• PROVIDED DATA:
+ + +
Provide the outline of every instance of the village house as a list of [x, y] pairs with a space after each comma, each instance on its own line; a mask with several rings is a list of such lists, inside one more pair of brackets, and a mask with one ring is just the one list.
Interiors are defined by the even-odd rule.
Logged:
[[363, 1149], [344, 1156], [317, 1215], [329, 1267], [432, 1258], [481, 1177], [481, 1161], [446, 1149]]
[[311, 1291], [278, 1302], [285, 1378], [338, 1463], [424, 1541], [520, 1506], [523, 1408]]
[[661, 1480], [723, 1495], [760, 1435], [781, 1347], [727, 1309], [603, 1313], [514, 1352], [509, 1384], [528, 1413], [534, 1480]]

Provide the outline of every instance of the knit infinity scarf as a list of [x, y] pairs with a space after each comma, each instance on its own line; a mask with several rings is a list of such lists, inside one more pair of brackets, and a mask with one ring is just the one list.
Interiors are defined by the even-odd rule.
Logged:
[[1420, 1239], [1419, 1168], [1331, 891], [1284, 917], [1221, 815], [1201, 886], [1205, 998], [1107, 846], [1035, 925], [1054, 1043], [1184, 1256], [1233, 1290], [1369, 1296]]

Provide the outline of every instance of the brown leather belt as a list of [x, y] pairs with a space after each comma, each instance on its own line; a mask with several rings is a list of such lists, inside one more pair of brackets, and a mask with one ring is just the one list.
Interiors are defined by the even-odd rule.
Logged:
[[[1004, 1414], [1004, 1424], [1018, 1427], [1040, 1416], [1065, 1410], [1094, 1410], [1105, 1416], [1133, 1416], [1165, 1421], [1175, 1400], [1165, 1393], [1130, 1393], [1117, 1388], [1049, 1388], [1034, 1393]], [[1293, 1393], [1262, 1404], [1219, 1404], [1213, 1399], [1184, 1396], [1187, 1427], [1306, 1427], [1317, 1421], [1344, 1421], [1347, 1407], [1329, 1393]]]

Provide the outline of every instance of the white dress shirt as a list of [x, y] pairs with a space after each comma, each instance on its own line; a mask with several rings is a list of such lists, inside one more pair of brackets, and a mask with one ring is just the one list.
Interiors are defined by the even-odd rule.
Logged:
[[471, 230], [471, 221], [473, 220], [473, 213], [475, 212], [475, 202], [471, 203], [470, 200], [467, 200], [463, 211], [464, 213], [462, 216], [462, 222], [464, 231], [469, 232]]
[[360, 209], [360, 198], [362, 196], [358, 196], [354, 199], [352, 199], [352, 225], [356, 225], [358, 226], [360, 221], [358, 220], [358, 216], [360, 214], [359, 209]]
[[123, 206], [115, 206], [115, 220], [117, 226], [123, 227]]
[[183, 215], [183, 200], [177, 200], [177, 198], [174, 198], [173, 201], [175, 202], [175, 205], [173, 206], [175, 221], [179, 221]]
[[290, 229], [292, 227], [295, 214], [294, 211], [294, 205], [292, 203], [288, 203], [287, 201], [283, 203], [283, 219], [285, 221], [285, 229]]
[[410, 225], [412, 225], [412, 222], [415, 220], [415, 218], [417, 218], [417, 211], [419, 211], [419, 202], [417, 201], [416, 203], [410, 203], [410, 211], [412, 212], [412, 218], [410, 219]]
+ + +
Copy the whole listing out exactly, so that every line matches what is above.

Provide the outline of every instance of the village house as a list of [x, y] pairs with a space after each comma, each instance on its own line; a mask with several rings is a list of such lists, inside one more pair of brackets, and a mask with one ring is just the one list.
Interiors are defined by the even-odd rule.
Logged:
[[363, 1149], [344, 1156], [317, 1215], [329, 1267], [432, 1258], [481, 1177], [481, 1161], [446, 1149]]
[[311, 1291], [278, 1302], [285, 1378], [338, 1463], [424, 1541], [520, 1506], [523, 1408]]
[[661, 1480], [723, 1495], [760, 1435], [781, 1347], [727, 1309], [603, 1313], [514, 1352], [509, 1384], [528, 1413], [534, 1480]]

Provide the outline of every instance of the knit infinity scarf as a list of [x, y] pairs with a space after each comma, each instance on its own line; a mask with several rings is a list of such lists, inside one more pair of brackets, and a mask with one ring is just the one list.
Interiors are defined by the even-odd rule.
Logged:
[[1420, 1239], [1419, 1168], [1331, 891], [1284, 917], [1221, 815], [1201, 886], [1205, 998], [1107, 846], [1035, 925], [1054, 1043], [1184, 1256], [1233, 1290], [1369, 1296]]

Provide the outline of every instance of the brown leather belt as a list of [x, y] pairs with a space after each comma, each instance on its own line; a mask with several rings is a list of such lists, inside one more pair of brackets, and a mask with one ring is just the one list.
Interiors are defined by the even-odd rule.
Logged:
[[[1004, 1414], [1004, 1424], [1018, 1427], [1040, 1416], [1065, 1410], [1094, 1410], [1105, 1416], [1133, 1416], [1165, 1421], [1175, 1400], [1165, 1393], [1130, 1393], [1117, 1388], [1049, 1388], [1034, 1393]], [[1293, 1393], [1262, 1404], [1219, 1404], [1213, 1399], [1184, 1396], [1187, 1427], [1306, 1427], [1317, 1421], [1344, 1421], [1347, 1407], [1329, 1393]]]

Provide the outline of every instance of the white dress shirt as a list of [x, y] pairs with a space after each comma, each instance on its own line; a mask with several rings is a list of such lists, inside one more pair of brackets, and a mask with one ring is just the one list.
Interiors are defined by the even-odd rule.
Logged:
[[471, 230], [471, 221], [473, 220], [473, 213], [475, 212], [475, 202], [471, 203], [470, 200], [467, 200], [463, 211], [464, 213], [462, 216], [462, 222], [464, 231], [469, 232]]
[[360, 209], [360, 198], [362, 196], [358, 196], [354, 199], [352, 199], [352, 225], [356, 225], [358, 226], [360, 221], [358, 220], [358, 216], [360, 214], [359, 209]]
[[123, 206], [115, 206], [115, 220], [117, 226], [123, 227]]
[[183, 215], [183, 200], [177, 200], [177, 198], [174, 198], [173, 201], [175, 202], [175, 205], [173, 206], [175, 221], [179, 221]]
[[290, 229], [292, 227], [295, 214], [294, 211], [294, 205], [292, 203], [288, 203], [287, 201], [283, 203], [283, 219], [285, 221], [285, 229]]
[[410, 225], [412, 225], [412, 222], [415, 220], [415, 218], [417, 218], [417, 211], [419, 211], [419, 202], [417, 201], [416, 203], [410, 203], [410, 211], [412, 212], [412, 218], [410, 219]]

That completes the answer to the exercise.